### Tekstfragment
######

De voorschriften voor het jaarverslag zijn helder en ondubbelzinnig gebleken voor zowel de opstellers van het jaarverslag (FEZ'en), de controleurs van het jaarverslag (DAD's) als de externe controleurs van het jaarverslag (Algemene Rekenkamer). De voorschriften hebben daarbij niet hebben geleid tot interpretatieverschillen bij de gebruikers.

De voorschriften zijn inhoudelijk en praktisch goed geweest, omdat ze niet hebben geleid tot een groot aantal vragen over het gebruik en ze zowel naar het oordeel van de Algemene Rekenkamer als Financiën zijn nageleefd. Door de Algemene Rekenkamer zijn geen fouten in het gebruik van de voorschriften zijn gemeld. Daarnaast is van belang dat de gebruikers (opstellers op departementen) van de Rbv hun tevredenheid over de jaarverslaggevingsvoorschriften hebben uitgesproken tijdens de evaluatie en tevens hebben aangegeven voorstander te zijn van de continuering van de huidige voorschriften.

######

### Wat wordt verwacht
Kopieer uit het tekstfragment over de voorschriften voor het jaarverslag woord voor woord het stuk dat begint bij "De voorschriften voor" en eindigt bij "bij de gebruikers.".

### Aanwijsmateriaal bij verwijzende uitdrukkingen
######

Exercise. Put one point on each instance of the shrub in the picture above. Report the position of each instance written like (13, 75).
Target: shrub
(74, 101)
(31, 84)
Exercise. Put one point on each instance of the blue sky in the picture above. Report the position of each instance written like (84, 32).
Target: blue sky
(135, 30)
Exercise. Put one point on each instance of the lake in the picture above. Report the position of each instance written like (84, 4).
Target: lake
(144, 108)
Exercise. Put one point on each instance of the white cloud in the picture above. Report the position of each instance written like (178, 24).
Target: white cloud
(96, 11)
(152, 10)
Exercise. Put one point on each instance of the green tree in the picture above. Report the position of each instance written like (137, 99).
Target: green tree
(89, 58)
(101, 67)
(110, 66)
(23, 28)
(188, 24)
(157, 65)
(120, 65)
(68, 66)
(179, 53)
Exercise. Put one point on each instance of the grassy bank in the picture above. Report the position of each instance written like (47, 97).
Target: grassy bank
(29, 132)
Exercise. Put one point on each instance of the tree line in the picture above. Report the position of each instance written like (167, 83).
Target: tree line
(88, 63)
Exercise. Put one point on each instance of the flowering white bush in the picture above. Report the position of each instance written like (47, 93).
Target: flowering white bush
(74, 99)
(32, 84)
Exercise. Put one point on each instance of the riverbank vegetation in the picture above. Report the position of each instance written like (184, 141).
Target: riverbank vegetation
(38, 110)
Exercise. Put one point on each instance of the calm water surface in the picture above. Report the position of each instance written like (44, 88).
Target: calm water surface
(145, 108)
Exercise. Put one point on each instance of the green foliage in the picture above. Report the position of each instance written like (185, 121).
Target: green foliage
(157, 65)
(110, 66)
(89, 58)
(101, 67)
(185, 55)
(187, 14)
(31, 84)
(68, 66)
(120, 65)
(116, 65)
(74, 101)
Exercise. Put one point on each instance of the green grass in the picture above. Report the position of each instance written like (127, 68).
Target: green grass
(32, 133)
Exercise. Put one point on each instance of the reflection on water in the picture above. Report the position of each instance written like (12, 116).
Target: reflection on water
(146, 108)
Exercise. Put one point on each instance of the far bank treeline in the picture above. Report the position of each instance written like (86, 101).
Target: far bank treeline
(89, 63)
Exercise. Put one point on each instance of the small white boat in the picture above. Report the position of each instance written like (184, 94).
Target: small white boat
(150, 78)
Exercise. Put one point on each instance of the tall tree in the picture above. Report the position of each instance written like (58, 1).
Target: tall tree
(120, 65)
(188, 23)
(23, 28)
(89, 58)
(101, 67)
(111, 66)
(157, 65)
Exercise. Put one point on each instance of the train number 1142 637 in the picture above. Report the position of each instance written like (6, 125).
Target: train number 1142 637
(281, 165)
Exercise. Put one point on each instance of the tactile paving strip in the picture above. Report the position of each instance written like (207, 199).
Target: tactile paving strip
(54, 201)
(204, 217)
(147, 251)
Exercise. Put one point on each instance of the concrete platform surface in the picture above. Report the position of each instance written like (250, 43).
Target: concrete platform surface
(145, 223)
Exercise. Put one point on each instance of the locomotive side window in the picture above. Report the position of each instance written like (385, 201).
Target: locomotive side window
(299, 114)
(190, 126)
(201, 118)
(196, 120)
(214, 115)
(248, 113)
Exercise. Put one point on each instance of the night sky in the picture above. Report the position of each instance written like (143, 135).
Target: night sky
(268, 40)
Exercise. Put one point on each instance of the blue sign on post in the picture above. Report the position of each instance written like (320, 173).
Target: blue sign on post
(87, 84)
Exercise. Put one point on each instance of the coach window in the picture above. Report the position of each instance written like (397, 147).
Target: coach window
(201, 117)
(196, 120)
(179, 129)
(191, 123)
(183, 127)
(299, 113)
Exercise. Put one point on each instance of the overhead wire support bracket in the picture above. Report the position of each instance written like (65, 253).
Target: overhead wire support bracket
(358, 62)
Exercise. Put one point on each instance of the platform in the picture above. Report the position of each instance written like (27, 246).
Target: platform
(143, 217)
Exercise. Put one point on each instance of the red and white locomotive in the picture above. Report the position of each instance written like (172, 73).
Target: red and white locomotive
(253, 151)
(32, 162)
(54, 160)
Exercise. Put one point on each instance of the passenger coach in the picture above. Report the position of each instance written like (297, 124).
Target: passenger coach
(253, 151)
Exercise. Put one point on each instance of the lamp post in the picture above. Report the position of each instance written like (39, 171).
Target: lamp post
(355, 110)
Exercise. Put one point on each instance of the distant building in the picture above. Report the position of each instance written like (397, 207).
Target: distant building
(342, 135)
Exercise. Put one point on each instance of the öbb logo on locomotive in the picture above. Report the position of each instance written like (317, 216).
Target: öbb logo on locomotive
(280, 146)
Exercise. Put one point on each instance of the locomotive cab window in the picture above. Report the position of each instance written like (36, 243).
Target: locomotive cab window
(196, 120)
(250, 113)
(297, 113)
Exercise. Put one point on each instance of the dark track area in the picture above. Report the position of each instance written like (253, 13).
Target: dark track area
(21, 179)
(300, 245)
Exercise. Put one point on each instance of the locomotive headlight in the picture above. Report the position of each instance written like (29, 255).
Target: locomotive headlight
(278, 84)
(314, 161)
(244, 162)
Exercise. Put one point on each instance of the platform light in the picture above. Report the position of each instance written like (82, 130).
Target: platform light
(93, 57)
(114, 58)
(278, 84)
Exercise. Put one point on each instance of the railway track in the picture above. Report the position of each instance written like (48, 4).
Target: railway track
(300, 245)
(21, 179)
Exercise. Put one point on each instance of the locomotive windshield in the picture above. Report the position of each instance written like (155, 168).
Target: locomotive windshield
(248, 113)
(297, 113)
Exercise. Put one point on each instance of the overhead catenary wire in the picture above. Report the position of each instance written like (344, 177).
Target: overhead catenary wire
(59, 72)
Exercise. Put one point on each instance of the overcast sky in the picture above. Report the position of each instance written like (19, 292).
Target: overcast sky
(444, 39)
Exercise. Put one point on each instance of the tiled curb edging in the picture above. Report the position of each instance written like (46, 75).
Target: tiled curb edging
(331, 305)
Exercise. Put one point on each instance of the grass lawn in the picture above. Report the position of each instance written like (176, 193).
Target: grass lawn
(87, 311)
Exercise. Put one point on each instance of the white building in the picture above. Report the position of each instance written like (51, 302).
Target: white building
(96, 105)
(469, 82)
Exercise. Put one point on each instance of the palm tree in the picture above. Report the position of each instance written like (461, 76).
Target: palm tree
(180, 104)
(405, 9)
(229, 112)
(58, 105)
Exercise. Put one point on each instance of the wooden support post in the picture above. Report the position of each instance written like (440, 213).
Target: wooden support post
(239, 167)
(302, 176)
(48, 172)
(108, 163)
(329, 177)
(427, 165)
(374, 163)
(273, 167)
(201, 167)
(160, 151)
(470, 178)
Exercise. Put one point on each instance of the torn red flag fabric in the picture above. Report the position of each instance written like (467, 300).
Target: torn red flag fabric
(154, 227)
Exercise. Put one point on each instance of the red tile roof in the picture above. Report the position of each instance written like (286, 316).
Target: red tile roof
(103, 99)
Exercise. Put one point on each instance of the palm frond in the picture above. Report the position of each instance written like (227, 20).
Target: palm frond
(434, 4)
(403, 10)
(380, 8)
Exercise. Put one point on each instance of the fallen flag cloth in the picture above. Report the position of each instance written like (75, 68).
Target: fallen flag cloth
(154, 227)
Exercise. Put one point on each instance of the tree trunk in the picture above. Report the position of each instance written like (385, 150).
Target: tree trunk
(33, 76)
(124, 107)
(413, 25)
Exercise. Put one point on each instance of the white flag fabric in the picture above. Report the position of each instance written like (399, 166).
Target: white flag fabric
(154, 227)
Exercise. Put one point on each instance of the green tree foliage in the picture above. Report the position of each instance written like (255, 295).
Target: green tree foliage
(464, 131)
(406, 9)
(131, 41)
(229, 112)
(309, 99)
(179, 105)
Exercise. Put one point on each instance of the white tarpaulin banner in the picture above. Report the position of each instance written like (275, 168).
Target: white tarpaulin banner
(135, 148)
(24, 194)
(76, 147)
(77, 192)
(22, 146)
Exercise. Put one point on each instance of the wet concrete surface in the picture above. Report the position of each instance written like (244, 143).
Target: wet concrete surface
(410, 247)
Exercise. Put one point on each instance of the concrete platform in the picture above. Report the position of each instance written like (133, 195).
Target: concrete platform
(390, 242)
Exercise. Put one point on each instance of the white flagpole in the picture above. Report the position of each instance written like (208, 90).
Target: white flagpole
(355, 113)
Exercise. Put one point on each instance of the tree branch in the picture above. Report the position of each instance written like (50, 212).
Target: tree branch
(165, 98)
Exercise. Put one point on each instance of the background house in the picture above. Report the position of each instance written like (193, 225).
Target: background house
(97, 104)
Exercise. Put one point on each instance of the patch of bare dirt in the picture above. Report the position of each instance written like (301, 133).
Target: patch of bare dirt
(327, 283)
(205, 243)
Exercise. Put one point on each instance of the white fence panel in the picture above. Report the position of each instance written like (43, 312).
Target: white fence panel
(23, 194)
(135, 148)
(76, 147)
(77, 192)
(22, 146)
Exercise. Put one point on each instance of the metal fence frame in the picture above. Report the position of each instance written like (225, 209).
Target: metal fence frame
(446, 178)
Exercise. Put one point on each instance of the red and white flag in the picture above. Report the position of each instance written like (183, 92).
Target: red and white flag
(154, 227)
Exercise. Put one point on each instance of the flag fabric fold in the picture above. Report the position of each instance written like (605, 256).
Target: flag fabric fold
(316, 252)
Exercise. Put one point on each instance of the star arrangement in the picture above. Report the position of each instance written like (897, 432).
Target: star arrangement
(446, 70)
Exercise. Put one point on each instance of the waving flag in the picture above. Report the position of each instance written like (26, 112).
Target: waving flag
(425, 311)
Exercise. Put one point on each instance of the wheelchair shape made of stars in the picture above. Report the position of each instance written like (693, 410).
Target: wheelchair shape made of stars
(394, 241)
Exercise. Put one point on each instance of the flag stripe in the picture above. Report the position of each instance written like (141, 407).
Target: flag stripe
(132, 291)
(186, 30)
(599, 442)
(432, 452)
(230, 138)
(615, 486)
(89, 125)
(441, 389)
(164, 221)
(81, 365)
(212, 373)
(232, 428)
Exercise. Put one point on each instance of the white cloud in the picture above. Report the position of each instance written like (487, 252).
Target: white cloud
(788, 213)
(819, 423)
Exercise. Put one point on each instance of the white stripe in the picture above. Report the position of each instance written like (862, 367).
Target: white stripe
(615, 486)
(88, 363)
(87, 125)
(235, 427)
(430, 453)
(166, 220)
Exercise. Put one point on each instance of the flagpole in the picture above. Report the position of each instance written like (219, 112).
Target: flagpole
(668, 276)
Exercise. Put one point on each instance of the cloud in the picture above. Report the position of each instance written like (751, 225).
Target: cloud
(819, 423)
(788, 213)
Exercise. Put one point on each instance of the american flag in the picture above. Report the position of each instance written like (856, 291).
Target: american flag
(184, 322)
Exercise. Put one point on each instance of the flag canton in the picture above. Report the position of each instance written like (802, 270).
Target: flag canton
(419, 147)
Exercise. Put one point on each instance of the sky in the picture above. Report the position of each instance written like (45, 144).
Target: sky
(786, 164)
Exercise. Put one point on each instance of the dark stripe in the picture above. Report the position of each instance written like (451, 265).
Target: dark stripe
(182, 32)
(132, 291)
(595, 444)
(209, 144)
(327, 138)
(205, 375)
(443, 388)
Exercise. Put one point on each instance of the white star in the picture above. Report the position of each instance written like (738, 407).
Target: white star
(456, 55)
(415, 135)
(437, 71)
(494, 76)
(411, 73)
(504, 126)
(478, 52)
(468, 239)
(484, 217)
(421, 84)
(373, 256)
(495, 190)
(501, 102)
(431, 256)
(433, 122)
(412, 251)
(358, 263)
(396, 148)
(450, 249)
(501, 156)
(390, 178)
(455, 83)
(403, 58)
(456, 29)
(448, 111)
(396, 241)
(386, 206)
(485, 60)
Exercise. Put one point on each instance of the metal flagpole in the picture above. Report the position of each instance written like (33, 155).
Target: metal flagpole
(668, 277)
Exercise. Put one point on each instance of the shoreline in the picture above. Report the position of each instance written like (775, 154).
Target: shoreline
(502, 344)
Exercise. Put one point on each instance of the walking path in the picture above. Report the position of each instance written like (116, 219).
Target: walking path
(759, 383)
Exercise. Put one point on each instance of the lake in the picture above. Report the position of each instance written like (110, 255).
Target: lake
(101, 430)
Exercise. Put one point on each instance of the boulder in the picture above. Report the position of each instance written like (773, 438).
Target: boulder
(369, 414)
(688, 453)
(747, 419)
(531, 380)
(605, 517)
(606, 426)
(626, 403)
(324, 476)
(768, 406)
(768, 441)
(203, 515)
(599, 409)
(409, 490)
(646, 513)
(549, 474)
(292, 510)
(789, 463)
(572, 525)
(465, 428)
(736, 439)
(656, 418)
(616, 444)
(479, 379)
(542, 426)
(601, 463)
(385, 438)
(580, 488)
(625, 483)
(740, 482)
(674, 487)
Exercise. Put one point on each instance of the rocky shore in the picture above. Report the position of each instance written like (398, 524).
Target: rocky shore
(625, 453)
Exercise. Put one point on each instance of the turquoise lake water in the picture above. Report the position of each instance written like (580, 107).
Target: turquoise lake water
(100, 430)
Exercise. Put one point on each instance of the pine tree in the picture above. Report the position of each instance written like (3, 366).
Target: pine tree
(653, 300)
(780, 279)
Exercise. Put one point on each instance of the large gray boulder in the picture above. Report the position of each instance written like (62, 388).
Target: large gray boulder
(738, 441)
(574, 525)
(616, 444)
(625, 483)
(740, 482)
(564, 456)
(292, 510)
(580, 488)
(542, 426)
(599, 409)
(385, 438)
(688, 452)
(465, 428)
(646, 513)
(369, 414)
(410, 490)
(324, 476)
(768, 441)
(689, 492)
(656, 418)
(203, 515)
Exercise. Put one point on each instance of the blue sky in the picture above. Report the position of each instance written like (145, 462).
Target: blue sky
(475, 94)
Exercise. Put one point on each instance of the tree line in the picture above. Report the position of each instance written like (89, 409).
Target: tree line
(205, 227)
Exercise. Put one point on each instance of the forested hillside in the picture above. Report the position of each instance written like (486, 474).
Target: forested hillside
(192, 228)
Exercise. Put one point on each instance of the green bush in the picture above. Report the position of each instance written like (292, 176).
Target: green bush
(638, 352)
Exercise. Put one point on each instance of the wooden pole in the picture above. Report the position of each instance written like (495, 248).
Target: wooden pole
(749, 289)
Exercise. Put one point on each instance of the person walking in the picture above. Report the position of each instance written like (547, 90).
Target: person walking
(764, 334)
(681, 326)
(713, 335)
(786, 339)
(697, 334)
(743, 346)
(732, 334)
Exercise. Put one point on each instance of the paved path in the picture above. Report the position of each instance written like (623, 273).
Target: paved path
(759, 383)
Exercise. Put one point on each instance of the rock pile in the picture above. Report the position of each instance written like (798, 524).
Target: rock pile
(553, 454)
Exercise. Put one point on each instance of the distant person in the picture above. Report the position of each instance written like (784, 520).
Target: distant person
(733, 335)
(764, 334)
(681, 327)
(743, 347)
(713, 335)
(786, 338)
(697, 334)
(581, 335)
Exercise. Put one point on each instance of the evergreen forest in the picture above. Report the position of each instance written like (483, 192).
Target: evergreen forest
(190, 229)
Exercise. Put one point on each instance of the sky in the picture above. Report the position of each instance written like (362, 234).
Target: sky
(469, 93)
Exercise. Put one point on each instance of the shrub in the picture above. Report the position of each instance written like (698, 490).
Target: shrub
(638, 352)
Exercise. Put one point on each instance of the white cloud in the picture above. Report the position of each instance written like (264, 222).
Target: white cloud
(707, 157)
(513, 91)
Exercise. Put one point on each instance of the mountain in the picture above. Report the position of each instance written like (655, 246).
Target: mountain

######

### Uitwerking
De voorschriften voor het jaarverslag zijn helder en ondubbelzinnig gebleken voor zowel de opstellers van het jaarverslag (FEZ'en), de controleurs van het jaarverslag (DAD's) als de externe controleurs van het jaarverslag (Algemene Rekenkamer). De voorschriften hebben daarbij niet hebben geleid tot interpretatieverschillen bij de gebruikers.